▸ **TRY IT**
Copy out every record exactly.

= Beginning of Section =

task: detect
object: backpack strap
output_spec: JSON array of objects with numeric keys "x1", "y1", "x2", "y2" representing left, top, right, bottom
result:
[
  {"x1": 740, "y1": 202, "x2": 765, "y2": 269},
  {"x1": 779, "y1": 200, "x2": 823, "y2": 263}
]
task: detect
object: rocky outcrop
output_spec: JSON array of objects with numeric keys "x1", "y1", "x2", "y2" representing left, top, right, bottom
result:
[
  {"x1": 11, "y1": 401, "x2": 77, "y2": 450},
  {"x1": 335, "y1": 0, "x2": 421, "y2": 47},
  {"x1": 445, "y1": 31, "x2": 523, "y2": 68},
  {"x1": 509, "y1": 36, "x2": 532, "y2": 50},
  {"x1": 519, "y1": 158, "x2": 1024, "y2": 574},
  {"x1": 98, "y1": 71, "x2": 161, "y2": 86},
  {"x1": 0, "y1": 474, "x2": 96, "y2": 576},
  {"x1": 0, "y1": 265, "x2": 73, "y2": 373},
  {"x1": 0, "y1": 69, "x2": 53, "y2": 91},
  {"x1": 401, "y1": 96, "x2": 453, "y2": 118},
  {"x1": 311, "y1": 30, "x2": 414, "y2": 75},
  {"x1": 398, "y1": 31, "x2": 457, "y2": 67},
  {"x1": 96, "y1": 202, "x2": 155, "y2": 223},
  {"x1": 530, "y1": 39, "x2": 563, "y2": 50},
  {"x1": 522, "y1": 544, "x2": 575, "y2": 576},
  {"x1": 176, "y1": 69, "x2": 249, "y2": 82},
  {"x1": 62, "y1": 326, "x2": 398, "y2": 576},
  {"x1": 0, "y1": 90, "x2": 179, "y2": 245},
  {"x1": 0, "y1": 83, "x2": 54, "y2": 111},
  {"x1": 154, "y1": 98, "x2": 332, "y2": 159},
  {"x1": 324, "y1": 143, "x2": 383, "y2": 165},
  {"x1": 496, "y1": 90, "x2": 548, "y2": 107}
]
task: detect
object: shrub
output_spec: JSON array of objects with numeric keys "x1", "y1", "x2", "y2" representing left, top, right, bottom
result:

= End of Section =

▸ **TASK SOLUTION**
task: detect
object: backpack strap
output_spec: JSON array of objects with numeric keys "x1", "y1", "x2", "y2" representing left, top, right, bottom
result:
[
  {"x1": 740, "y1": 202, "x2": 765, "y2": 269},
  {"x1": 779, "y1": 200, "x2": 823, "y2": 263}
]
task: detect
object: rocky outcrop
output_spec: JSON array of objects with numeric keys "x1", "y1", "x2", "y2" representing left, top, right, bottom
result:
[
  {"x1": 11, "y1": 401, "x2": 77, "y2": 450},
  {"x1": 335, "y1": 0, "x2": 421, "y2": 47},
  {"x1": 445, "y1": 31, "x2": 523, "y2": 68},
  {"x1": 509, "y1": 36, "x2": 532, "y2": 50},
  {"x1": 519, "y1": 158, "x2": 1024, "y2": 574},
  {"x1": 98, "y1": 71, "x2": 161, "y2": 86},
  {"x1": 0, "y1": 474, "x2": 96, "y2": 576},
  {"x1": 0, "y1": 265, "x2": 73, "y2": 373},
  {"x1": 0, "y1": 69, "x2": 53, "y2": 91},
  {"x1": 401, "y1": 96, "x2": 453, "y2": 118},
  {"x1": 311, "y1": 30, "x2": 414, "y2": 75},
  {"x1": 398, "y1": 31, "x2": 457, "y2": 67},
  {"x1": 96, "y1": 202, "x2": 155, "y2": 223},
  {"x1": 530, "y1": 39, "x2": 563, "y2": 50},
  {"x1": 522, "y1": 544, "x2": 575, "y2": 576},
  {"x1": 176, "y1": 69, "x2": 249, "y2": 82},
  {"x1": 62, "y1": 326, "x2": 398, "y2": 576},
  {"x1": 0, "y1": 90, "x2": 179, "y2": 245},
  {"x1": 0, "y1": 83, "x2": 54, "y2": 111},
  {"x1": 154, "y1": 98, "x2": 332, "y2": 159},
  {"x1": 324, "y1": 143, "x2": 383, "y2": 165},
  {"x1": 496, "y1": 90, "x2": 548, "y2": 107}
]
task: detect
object: shrub
output_spec: JSON array of objects with numeric keys "x1", "y1", "x2", "y2" representing left, top, right, bottom
result:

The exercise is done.